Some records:
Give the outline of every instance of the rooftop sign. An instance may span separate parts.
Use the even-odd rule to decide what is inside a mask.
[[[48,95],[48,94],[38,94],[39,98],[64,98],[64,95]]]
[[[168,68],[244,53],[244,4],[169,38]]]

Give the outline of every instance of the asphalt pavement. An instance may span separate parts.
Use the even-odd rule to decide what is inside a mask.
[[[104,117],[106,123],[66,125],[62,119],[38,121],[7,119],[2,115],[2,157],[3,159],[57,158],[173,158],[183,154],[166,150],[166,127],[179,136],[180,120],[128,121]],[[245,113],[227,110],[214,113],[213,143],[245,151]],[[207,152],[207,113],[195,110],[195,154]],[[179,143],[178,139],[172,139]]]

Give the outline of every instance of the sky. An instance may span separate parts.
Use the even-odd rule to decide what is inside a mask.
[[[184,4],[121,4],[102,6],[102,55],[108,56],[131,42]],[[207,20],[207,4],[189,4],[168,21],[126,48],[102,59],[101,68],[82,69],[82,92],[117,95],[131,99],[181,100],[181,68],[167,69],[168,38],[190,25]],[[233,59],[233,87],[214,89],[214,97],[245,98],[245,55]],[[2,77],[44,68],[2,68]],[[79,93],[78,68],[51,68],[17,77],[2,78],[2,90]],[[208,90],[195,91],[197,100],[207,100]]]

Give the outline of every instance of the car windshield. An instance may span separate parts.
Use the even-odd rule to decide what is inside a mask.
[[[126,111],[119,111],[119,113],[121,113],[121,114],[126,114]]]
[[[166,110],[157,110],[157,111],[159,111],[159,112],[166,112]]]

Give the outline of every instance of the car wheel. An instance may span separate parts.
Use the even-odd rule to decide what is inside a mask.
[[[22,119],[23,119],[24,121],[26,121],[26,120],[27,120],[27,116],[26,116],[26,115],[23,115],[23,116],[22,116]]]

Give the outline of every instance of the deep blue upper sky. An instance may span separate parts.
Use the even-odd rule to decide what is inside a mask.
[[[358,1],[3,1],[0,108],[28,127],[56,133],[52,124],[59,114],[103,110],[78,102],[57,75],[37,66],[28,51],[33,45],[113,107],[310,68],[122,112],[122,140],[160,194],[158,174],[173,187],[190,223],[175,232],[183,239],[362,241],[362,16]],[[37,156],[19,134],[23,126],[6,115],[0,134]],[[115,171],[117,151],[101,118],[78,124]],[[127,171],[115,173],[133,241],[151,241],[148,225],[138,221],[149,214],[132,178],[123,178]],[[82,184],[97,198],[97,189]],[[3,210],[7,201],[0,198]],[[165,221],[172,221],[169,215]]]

▸ TASK REQUIREMENTS: Copy all of the data above, character for character, with every line kept in its original order.

▸ EXERCISE RESPONSE:
Give the outline of every instance of the rooftop sign. An instance may span separate parts.
Use the even-odd rule to decide what is inside a mask.
[[[48,95],[48,94],[38,94],[39,98],[64,98],[64,95]]]
[[[168,68],[244,53],[244,4],[169,38]]]

Give the outline of every instance of the asphalt pavement. An instance may span separate parts.
Use the even-odd rule to decide what is inside a mask.
[[[104,117],[106,123],[66,125],[62,119],[38,121],[7,119],[2,115],[2,157],[3,159],[57,158],[173,158],[183,154],[166,150],[166,127],[179,136],[180,120],[128,121]],[[245,113],[227,110],[214,113],[213,143],[245,151]],[[207,152],[207,113],[195,110],[195,154]],[[179,143],[178,139],[172,139]]]

Give the outline of every instance of the sky. An instance may span separate parts.
Use the even-odd rule to decide what is inside a mask.
[[[184,4],[121,4],[102,6],[102,55],[108,56],[131,42]],[[207,20],[207,4],[189,4],[168,21],[126,48],[102,59],[101,68],[82,69],[82,92],[117,95],[131,99],[181,100],[181,68],[167,69],[168,38],[190,25]],[[233,59],[233,87],[214,89],[214,97],[245,98],[245,55]],[[2,77],[44,68],[2,68]],[[79,93],[78,68],[51,68],[17,77],[2,78],[2,90]],[[208,90],[195,91],[197,100],[207,100]]]

Give the outline of every instance of the car windshield. An instance may span separate parts.
Use the even-odd rule to decide what is inside a mask.
[[[126,111],[119,111],[119,113],[121,113],[121,114],[126,114]]]
[[[166,110],[157,110],[157,111],[159,111],[159,112],[166,112]]]

Give the outline of every instance of the car wheel. An instance may span separate parts.
Use the even-odd rule to decide what is inside a mask.
[[[22,119],[23,119],[24,121],[26,121],[26,120],[27,120],[27,116],[26,116],[26,115],[23,115],[23,116],[22,116]]]

Give the outline of every instance of the deep blue upper sky. An instance may span separate parts.
Use the even-odd rule to decide what is inside a mask.
[[[358,1],[3,1],[0,108],[28,127],[56,133],[52,124],[59,114],[103,110],[78,102],[57,75],[37,66],[28,51],[33,45],[113,107],[310,68],[122,112],[122,140],[160,194],[158,174],[173,187],[190,223],[175,232],[183,239],[362,241],[362,16]],[[37,156],[19,134],[23,126],[6,115],[0,134]],[[115,171],[117,151],[101,118],[78,124]],[[127,171],[115,173],[133,241],[151,241],[148,225],[138,221],[149,214],[132,178],[123,178]],[[82,184],[97,198],[97,189]],[[3,210],[7,201],[0,198]],[[165,221],[172,221],[169,215]]]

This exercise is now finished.